A picture-free, exact copy of all the records below is the goal.

Segment Start: Data to use

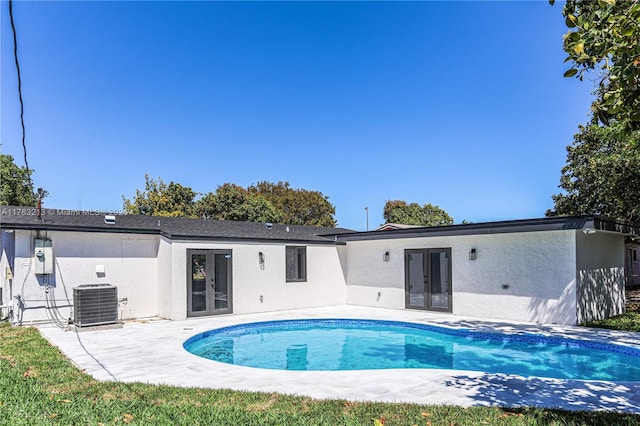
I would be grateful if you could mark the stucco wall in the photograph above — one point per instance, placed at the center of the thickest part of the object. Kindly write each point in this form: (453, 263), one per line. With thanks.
(260, 290)
(600, 275)
(519, 276)
(165, 290)
(129, 263)
(7, 248)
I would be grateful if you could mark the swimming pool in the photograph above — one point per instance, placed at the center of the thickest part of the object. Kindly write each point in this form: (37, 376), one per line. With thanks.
(347, 344)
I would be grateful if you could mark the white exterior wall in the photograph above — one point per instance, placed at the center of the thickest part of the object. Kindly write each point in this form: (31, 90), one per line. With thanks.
(325, 285)
(129, 261)
(600, 275)
(165, 290)
(518, 276)
(6, 269)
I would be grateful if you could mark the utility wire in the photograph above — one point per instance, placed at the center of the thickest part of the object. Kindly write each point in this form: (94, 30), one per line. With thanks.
(15, 55)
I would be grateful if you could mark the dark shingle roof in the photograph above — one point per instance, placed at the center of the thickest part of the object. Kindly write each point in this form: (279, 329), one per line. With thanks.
(170, 227)
(585, 223)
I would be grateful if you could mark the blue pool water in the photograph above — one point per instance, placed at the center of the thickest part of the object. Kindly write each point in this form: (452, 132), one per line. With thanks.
(344, 344)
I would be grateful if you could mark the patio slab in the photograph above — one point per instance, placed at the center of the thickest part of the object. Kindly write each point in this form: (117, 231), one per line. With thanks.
(152, 352)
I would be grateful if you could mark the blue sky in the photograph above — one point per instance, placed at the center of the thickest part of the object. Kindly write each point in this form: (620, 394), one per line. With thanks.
(458, 104)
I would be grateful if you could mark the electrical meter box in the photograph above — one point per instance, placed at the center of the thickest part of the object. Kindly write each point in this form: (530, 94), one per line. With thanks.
(43, 257)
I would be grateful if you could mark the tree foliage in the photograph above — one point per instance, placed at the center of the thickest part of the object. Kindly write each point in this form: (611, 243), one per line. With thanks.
(232, 202)
(298, 206)
(602, 174)
(398, 211)
(161, 199)
(16, 188)
(604, 37)
(262, 202)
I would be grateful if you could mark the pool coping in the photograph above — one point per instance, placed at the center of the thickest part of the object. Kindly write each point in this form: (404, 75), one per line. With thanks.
(152, 352)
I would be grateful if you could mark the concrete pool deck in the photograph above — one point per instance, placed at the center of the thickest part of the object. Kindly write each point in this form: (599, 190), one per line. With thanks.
(152, 352)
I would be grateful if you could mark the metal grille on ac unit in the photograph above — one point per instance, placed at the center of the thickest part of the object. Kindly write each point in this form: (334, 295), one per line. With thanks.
(95, 304)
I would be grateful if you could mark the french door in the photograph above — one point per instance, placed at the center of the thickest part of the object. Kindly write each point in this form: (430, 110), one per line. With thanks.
(209, 282)
(428, 279)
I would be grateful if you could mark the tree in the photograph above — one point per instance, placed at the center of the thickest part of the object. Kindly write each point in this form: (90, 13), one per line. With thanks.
(604, 37)
(160, 199)
(398, 211)
(602, 174)
(298, 206)
(232, 202)
(16, 188)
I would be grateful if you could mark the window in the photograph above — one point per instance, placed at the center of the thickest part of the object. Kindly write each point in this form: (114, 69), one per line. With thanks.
(296, 260)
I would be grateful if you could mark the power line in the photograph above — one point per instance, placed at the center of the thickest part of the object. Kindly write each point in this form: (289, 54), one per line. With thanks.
(15, 55)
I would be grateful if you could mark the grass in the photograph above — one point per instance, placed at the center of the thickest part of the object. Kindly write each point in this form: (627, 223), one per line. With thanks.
(629, 321)
(39, 386)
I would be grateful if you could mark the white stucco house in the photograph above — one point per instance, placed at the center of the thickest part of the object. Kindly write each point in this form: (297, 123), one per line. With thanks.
(562, 270)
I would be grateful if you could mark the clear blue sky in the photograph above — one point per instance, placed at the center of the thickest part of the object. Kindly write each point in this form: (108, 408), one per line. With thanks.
(458, 104)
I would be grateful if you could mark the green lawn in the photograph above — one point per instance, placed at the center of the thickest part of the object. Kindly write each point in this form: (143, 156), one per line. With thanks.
(630, 321)
(39, 386)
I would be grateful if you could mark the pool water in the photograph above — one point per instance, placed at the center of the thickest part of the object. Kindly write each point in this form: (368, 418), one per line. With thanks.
(343, 344)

Segment End: Data to use

[Output for this task]
I would be grateful if you could mark the stucco wall in the photograph above — one point per instance, placed at the center of the thickest part of the object. Kindly write each point in this form: (453, 263), one per line. With thanks.
(260, 290)
(600, 275)
(519, 276)
(165, 290)
(129, 263)
(7, 248)
I would be grateful if you could mark the swimming pool in the photograph above — one point per instance, placed at the center of the thickest part of the object. Kindly write each point in this form: (37, 376), one per line. With thanks.
(347, 344)
I would be grateful if you could mark the white exterior wall in the photograph above — one point per instance, placed at the center of the thickest part of the object. Kindly write each point in this form: (31, 90), one per line. With thanks.
(325, 285)
(129, 261)
(600, 275)
(165, 290)
(518, 276)
(6, 269)
I would be grateful if you could mark the utility wire in the photograph above — one point per instance, placed at the center of the thickest part of the object. Kindly write each point in this form: (94, 30), one per line. With thanks.
(15, 55)
I would be grateful if you could mark the dark shingle roof in the photograph above — one point per instance, placed at the center of the thickest part of the object. Kindly write each point in this form: (279, 329), one per line. With thanks.
(170, 227)
(585, 223)
I would be grateful if you could mark the blue pool water in the photograph above — one point per instance, placed at the center of the thickest part of the object. Kindly write each point in this form: (452, 132), one per line. With thanks.
(344, 344)
I would be grateful if you could mark the patio slab in the photograph above — one point per instance, placed at the center of the thickest part of the object. Kindly write each point in this form: (117, 231), one per line. With thanks.
(152, 352)
I would be grateful if you could mark the blue sky in the photograph above — one point per instance, placed at the center of the thickest part of the object. Kindly write each point in this form: (620, 394), one per line. With thanks.
(458, 104)
I would be grateful if you could mark the electrical meter box in the photograph above — one point per instance, placed at the center of the thickest part of the object. Kindly write each point in this form: (530, 94), one per line. With thanks.
(43, 257)
I would be grateful if you could mark the tree foliage in the photograph above — one point per instance, placed at the center of the thickest part of the object. Kindly write each point in this form: (611, 243), one per line. With thanks.
(232, 202)
(298, 206)
(602, 174)
(398, 211)
(161, 199)
(16, 188)
(604, 37)
(262, 202)
I would be grateful if you could mark the pool coping in the photograph above — one point per instance, placed at the center of the thickest part of the object. Kindly write each point in this form: (404, 75), one per line. With thanks.
(152, 352)
I would be grateful if you could mark the concrete pool deck in the photograph above — one point per instance, placed at the center of the thickest part of the object. Kindly write each point in this form: (599, 190), one per line. With thanks.
(152, 352)
I would be grateful if you could mark the metal grille on ac unit in the photograph above — one point per instance, placed at the center of the thickest part of the object. Kindly write each point in this form: (334, 295), one per line. With thanks.
(95, 304)
I would be grateful if you could mark the french door in the photograph above — one point per instance, placed at the center of the thickest part of the object. Kindly write each point in this form: (430, 110), one per line. With thanks.
(209, 282)
(428, 279)
I would be grateful if you could mark the tree in the photograph above — one point per instance, placed at the center of the thickest part of the object. Kindly write each point in this form: (90, 13), one per line. With thanks.
(604, 37)
(160, 199)
(398, 211)
(602, 174)
(298, 206)
(232, 202)
(16, 188)
I would be grateful if you could mark the window in the photograph above — one point per instance, placed at the center of the thickest part of the object. Kindly write each point in this form: (114, 69), one per line. With thanks.
(296, 260)
I would be grateful if you could mark the power line in the photograph above — one point per instance, placed at the center of the thickest part of the object. Kindly write each point in this form: (289, 54), one per line. With thanks.
(15, 55)
I would be grateful if you could mark the grass in the photograph above — one point per instance, placed at the center of the thickest part of the object. Kindly write each point in this form: (627, 223), one per line. With thanks.
(629, 321)
(39, 386)
I would be grateful if you could mark the white stucco house in the photograph above — one point per instance, placed at the center of the thickest part of the object. Kindly write each point in this form: (297, 123), one per line. With thanks.
(562, 270)
I would be grateful if you could mark the clear blue sky in the photograph above — one point per instance, placed at the center of the thickest part of the object. Kindly write each point in this form: (108, 408), one per line. With thanks.
(458, 104)
I would be grateful if you could mark the green lawn in the photograph above — one point per instance, placed at the center of the thickest part of the object. Kindly write each point in this form: (143, 156), one per line. With thanks.
(630, 321)
(39, 386)
I would be grateful if you could mark the pool water in the photograph above — one point per instance, placed at the center of the thickest part of the object. Kindly write each point in this form: (368, 418), one per line. With thanks.
(343, 344)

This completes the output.